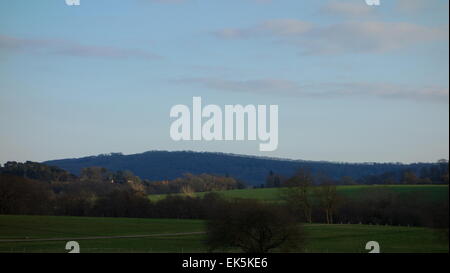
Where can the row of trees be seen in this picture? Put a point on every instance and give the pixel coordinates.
(435, 174)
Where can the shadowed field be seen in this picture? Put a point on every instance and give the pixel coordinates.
(320, 237)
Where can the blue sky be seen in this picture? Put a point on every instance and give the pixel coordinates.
(353, 82)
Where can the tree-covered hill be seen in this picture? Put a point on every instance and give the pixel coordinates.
(164, 165)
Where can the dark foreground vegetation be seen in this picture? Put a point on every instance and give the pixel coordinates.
(37, 189)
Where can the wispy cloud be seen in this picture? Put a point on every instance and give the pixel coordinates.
(347, 37)
(348, 8)
(323, 90)
(67, 48)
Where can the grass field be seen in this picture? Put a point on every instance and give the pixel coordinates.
(434, 192)
(320, 237)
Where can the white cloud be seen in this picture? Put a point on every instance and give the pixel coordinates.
(62, 47)
(348, 8)
(348, 37)
(323, 90)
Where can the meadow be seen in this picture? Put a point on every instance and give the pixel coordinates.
(434, 192)
(320, 238)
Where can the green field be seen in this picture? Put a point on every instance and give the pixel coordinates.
(320, 237)
(434, 192)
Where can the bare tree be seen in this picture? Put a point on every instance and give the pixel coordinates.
(254, 227)
(297, 193)
(327, 197)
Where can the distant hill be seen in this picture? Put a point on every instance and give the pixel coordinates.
(164, 165)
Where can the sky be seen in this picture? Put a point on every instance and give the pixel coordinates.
(354, 83)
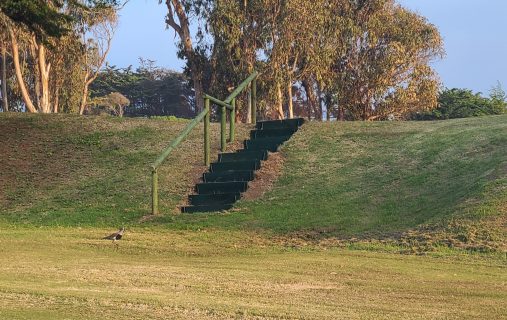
——
WHAT THIS TASK INVOLVES
Leaving all pictures aside, print exactly the lines from the one that contains "Where can the distant" through the last line of the data above, inclusive.

PROBLEM SOLUTION
Where can the distant hill be seen in this picture? Put a point on every instance and give the pixel coordinates.
(164, 165)
Where can the sky be seen in this picture? Put a point on every instance and give the pixel coordinates.
(354, 83)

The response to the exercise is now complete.